Challenge
Can you rename "facing-check tool" to "orientation checker" in the material from the line holding "the dog's muzzle" through the end of the material, both ends included, and give those lines back with nothing else altered?

Collection entries

########

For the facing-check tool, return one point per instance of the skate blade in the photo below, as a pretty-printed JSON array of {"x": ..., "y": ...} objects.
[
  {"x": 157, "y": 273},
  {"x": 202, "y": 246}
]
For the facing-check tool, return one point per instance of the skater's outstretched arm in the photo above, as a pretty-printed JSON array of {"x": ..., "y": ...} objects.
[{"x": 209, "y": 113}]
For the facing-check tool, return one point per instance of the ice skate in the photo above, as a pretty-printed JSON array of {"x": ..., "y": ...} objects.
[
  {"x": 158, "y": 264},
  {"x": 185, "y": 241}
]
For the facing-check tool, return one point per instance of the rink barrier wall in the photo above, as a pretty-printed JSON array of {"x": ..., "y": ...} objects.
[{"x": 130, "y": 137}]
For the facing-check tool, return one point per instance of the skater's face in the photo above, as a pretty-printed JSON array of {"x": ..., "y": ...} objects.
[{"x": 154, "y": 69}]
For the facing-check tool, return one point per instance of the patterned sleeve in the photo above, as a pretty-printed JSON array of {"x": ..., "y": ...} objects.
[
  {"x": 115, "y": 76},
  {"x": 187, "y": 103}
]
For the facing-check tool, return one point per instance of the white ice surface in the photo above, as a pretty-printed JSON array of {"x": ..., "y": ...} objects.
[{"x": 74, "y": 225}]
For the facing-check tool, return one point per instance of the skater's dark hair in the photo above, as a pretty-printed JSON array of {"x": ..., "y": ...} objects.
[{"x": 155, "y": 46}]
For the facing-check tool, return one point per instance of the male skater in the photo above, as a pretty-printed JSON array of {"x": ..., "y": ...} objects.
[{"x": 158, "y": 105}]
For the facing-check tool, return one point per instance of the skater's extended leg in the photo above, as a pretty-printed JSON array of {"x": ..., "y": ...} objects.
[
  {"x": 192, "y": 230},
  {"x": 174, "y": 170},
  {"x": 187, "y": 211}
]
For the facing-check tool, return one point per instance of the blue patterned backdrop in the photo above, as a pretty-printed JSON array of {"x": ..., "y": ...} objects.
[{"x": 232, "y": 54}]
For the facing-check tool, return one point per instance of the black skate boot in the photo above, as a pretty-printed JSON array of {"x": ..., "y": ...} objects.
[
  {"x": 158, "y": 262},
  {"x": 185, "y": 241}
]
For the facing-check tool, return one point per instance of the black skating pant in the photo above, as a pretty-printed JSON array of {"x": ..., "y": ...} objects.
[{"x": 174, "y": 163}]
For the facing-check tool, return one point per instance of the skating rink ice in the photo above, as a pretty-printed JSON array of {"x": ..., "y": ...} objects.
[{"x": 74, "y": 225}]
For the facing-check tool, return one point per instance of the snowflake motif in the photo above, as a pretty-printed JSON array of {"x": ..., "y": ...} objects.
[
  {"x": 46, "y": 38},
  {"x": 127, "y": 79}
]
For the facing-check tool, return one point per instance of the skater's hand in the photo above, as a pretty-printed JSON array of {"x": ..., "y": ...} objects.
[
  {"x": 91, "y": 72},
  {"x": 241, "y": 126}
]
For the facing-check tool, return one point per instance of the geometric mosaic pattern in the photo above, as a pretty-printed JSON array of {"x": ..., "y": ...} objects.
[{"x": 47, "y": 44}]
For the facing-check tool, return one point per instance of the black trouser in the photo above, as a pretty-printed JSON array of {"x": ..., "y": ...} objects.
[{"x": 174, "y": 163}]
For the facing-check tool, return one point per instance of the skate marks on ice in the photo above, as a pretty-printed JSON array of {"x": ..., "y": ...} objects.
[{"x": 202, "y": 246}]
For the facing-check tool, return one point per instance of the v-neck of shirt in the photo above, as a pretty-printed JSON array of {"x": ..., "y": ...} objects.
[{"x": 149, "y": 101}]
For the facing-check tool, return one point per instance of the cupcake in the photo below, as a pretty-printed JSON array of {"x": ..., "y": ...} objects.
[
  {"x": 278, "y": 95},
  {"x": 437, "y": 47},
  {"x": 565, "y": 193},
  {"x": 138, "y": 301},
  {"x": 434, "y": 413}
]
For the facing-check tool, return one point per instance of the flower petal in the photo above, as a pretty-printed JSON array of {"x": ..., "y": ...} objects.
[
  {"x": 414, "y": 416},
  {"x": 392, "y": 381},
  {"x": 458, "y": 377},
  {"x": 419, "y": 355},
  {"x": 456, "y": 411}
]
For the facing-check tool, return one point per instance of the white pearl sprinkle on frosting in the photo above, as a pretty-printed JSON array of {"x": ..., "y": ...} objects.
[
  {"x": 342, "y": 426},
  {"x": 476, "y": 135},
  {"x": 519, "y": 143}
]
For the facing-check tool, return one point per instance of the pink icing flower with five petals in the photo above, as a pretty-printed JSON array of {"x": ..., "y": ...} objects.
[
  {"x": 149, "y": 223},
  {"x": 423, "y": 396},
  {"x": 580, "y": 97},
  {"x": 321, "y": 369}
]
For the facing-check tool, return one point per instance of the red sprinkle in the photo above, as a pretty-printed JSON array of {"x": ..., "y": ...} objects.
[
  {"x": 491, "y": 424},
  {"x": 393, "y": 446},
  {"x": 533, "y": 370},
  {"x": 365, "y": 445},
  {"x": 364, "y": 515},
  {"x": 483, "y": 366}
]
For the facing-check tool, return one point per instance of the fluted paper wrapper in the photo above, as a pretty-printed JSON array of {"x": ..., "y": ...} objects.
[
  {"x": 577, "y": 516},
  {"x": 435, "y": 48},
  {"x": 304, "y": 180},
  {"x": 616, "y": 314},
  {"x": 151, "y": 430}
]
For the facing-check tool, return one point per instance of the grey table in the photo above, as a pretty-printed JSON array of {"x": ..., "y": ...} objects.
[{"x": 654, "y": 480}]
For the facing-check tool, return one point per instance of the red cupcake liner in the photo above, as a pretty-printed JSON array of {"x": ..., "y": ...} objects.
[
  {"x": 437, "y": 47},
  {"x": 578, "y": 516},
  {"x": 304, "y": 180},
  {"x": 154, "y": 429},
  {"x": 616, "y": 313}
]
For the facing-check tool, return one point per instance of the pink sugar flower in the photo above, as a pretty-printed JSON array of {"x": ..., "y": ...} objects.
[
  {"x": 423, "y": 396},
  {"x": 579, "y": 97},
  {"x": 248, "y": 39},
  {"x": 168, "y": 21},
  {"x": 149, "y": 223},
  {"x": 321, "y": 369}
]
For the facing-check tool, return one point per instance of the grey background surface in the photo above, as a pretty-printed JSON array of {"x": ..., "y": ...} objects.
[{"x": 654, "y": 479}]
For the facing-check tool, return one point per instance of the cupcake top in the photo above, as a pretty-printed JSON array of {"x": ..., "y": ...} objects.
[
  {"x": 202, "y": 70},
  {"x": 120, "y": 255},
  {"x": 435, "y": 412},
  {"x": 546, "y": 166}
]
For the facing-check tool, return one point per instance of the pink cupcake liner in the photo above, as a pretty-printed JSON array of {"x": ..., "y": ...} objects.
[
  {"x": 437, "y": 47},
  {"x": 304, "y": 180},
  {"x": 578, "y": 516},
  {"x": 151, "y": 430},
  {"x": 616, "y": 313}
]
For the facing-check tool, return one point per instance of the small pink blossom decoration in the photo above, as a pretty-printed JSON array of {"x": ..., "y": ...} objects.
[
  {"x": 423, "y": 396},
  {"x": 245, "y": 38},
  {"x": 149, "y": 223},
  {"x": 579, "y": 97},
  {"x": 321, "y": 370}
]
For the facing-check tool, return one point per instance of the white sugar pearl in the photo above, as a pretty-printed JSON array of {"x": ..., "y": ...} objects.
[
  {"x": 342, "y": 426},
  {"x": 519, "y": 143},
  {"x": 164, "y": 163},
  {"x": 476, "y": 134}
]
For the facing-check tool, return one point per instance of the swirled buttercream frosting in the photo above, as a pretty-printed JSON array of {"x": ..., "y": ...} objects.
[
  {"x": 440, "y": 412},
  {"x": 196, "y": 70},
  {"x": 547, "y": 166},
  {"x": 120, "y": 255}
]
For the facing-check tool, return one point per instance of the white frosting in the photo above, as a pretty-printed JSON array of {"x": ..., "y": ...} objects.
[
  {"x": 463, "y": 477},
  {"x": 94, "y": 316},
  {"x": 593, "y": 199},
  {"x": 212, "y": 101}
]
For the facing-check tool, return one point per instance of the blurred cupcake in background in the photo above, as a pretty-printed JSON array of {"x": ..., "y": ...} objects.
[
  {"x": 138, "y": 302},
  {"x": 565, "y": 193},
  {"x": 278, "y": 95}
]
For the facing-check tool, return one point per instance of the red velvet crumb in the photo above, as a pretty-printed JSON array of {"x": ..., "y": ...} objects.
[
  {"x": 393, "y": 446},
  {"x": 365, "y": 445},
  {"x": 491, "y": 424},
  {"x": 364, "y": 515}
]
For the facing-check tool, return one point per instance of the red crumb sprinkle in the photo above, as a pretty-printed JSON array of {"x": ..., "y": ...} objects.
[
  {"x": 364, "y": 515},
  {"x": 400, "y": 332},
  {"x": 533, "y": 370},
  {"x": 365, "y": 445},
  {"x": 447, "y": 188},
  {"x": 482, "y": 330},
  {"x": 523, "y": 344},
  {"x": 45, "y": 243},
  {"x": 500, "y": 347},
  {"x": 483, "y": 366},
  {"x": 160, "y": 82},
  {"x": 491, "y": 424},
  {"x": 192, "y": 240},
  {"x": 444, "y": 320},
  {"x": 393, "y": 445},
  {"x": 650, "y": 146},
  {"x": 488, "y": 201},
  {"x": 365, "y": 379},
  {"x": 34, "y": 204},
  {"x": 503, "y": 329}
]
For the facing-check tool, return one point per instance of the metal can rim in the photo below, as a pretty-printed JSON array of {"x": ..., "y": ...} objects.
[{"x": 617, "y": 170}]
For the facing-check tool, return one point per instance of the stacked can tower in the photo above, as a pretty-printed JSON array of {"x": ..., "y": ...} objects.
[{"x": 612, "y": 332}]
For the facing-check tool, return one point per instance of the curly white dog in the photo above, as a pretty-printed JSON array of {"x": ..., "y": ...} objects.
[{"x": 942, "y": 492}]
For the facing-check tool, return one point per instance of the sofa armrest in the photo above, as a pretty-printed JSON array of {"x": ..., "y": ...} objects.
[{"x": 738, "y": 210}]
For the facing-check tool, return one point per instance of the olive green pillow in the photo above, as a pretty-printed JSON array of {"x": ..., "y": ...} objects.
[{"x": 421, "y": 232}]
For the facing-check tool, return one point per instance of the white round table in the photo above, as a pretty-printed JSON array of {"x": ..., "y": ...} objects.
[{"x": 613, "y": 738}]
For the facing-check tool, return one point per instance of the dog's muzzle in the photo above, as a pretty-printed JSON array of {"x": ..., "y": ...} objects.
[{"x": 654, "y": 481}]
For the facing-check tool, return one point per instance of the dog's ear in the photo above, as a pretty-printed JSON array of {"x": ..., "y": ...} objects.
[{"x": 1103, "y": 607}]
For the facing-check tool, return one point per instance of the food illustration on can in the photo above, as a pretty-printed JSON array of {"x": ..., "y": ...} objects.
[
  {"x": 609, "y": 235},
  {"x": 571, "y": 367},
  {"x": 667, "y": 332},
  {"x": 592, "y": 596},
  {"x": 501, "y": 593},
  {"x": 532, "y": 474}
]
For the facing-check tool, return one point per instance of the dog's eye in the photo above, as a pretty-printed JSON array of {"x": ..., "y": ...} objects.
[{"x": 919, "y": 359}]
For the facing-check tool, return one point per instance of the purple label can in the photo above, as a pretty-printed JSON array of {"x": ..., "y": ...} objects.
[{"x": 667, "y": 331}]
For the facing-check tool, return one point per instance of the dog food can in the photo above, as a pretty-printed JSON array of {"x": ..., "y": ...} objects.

########

Completed exercise
For the orientation checker, return one point per instance of the dog's muzzle in the photo above, as a pretty-printed JSON array of {"x": ..., "y": ...} objects.
[{"x": 654, "y": 481}]
For the orientation checker, return one point per instance of the dog's ear in the photo above, as a pretty-printed JSON array of {"x": ..., "y": ...} objects.
[{"x": 1103, "y": 607}]
For the orientation checker, return one point per instance of the food illustration on can in the photo above, as a pretty-printed JSON array of {"x": ..., "y": ...} objects.
[
  {"x": 609, "y": 235},
  {"x": 571, "y": 367},
  {"x": 667, "y": 332},
  {"x": 592, "y": 596},
  {"x": 501, "y": 593},
  {"x": 532, "y": 474}
]
For the orientation checker, return one point per instance of the dog's eye in the photo above, as a pretty-printed JSON array of {"x": ..., "y": ...} objects.
[{"x": 919, "y": 359}]
For the orientation checker, return one point per instance of the purple label can in the photo above, as a pretty-printed JSON array of {"x": ..., "y": ...} objects.
[{"x": 667, "y": 331}]
For the orientation checker, return one point per instance of the dog food can in the photo above, as a pretty-printed JSON array of {"x": ..., "y": ...} objects.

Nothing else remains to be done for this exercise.